### Work to do:
Copy the lines from the one holding "Target: man's head" through the one holding "column 144, row 63", inclusive, and reproduce them verbatim.

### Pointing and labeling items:
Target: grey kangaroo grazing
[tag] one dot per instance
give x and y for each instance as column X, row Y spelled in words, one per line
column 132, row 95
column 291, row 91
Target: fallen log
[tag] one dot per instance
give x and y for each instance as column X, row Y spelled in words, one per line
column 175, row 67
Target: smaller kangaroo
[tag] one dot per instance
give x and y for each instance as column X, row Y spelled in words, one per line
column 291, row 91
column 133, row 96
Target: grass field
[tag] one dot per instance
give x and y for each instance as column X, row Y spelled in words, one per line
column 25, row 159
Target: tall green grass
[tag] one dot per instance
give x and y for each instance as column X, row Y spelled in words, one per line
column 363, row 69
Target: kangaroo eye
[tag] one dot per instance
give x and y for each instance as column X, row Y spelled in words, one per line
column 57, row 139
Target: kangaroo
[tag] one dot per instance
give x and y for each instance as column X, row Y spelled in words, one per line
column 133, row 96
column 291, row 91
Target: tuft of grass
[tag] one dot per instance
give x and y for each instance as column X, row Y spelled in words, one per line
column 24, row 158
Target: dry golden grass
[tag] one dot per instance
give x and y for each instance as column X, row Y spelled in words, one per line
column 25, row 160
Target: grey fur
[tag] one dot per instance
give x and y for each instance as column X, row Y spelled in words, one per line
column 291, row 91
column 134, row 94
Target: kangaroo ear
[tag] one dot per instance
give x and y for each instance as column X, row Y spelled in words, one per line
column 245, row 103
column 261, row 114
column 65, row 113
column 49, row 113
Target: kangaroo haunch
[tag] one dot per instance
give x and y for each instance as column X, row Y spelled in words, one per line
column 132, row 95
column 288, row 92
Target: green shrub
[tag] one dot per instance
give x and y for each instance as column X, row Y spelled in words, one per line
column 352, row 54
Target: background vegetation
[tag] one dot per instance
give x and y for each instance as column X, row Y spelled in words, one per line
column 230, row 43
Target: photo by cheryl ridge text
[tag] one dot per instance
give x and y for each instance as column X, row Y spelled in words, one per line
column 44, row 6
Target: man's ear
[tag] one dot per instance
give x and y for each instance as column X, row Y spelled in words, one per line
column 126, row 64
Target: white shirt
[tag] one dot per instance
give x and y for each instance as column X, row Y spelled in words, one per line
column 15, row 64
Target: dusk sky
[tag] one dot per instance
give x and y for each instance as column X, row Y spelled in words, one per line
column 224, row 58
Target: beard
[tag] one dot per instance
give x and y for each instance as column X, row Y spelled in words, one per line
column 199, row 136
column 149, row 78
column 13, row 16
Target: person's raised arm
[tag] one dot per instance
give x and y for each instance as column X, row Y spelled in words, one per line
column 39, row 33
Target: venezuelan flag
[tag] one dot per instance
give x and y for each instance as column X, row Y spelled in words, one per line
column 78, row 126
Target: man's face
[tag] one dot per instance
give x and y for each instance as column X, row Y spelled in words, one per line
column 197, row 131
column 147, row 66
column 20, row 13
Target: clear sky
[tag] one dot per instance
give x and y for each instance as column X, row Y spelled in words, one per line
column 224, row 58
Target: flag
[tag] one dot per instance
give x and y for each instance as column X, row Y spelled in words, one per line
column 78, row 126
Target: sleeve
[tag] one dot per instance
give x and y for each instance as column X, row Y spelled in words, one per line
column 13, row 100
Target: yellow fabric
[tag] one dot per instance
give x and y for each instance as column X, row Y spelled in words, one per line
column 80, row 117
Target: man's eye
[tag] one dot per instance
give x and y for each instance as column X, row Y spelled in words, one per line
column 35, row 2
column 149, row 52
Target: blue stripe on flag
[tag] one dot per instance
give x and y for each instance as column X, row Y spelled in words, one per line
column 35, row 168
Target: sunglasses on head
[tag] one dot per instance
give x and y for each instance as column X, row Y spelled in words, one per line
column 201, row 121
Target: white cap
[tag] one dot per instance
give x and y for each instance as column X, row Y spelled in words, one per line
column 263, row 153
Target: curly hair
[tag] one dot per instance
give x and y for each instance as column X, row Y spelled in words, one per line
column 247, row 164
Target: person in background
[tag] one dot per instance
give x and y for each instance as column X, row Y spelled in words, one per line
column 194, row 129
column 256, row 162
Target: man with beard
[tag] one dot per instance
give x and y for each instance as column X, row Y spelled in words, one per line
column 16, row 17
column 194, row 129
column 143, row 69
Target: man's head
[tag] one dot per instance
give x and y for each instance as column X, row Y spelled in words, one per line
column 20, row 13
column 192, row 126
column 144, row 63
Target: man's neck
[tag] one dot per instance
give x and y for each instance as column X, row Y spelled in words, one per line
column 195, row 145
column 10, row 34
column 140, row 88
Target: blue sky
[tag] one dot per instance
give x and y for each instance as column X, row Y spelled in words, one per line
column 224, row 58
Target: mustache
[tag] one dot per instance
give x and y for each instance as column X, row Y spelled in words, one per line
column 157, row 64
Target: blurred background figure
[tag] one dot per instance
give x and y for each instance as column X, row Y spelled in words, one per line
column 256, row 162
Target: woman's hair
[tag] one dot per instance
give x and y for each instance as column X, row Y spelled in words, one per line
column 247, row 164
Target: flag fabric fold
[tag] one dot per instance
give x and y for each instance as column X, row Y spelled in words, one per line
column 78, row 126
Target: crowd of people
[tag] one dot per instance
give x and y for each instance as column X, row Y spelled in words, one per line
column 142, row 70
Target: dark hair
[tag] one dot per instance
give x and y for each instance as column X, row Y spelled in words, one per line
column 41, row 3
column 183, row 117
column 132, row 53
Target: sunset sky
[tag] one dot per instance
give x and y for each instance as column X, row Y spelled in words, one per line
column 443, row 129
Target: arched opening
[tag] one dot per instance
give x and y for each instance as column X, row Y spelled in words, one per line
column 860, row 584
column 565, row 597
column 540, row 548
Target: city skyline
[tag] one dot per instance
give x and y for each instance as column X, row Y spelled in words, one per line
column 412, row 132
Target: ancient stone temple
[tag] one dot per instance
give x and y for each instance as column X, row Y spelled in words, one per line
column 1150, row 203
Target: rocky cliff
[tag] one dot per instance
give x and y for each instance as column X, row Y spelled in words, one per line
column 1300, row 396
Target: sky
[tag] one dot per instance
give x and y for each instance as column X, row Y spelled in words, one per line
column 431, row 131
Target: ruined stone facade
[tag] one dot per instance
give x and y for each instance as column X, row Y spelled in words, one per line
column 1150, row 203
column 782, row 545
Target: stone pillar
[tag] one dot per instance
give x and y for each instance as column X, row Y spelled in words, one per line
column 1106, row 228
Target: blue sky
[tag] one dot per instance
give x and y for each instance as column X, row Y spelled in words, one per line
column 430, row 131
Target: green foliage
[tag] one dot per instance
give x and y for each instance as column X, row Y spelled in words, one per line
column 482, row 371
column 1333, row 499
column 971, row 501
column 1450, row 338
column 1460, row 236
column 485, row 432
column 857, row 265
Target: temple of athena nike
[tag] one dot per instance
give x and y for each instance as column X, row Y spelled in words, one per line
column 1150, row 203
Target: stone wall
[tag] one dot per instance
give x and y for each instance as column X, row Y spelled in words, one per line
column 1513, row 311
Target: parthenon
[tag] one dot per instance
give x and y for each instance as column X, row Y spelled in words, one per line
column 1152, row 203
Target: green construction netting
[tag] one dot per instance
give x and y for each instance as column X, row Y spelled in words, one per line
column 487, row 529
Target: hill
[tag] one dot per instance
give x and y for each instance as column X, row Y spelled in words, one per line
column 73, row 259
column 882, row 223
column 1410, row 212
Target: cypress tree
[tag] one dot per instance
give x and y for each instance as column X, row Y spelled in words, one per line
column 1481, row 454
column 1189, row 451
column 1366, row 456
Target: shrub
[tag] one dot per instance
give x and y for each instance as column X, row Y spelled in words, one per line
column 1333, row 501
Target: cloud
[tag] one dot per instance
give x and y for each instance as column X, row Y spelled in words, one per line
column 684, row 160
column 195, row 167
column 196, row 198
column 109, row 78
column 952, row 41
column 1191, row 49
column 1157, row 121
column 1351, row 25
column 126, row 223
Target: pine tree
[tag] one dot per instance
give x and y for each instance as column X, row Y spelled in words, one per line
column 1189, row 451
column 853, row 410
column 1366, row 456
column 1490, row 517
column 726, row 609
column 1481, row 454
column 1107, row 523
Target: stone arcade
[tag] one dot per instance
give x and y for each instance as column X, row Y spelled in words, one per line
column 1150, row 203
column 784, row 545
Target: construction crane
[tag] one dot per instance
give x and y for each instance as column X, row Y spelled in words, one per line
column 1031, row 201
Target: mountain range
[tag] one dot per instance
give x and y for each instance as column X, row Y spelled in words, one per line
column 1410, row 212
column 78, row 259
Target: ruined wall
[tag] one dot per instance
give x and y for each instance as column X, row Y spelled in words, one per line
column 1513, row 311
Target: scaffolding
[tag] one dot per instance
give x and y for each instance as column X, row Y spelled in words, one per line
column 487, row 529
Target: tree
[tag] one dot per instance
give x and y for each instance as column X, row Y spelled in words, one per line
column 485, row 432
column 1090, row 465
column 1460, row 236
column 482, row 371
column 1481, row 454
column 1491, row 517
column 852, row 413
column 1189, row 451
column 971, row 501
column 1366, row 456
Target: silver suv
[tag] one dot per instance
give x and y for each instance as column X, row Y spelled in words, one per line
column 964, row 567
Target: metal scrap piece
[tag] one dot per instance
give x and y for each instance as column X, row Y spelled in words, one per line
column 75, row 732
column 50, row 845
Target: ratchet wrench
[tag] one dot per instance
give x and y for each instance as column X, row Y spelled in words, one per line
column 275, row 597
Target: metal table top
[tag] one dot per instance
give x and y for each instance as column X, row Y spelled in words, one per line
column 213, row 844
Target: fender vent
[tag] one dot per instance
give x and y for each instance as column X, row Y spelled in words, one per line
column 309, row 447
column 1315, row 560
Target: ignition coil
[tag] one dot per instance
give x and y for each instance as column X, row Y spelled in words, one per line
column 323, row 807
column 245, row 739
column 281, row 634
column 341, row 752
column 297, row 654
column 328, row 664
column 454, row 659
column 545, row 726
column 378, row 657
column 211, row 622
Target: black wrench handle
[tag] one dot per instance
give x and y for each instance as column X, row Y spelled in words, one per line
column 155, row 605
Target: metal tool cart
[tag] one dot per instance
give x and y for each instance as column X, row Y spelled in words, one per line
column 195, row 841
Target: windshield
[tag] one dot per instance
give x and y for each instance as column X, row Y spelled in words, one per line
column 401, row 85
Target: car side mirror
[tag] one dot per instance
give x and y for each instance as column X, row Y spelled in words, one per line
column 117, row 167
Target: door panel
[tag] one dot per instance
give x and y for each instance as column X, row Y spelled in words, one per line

### Exercise solution:
Target: man's head
[tag] one dot per instance
give x and y for each instance as column X, row Y spelled in words, one per line
column 20, row 13
column 192, row 126
column 144, row 63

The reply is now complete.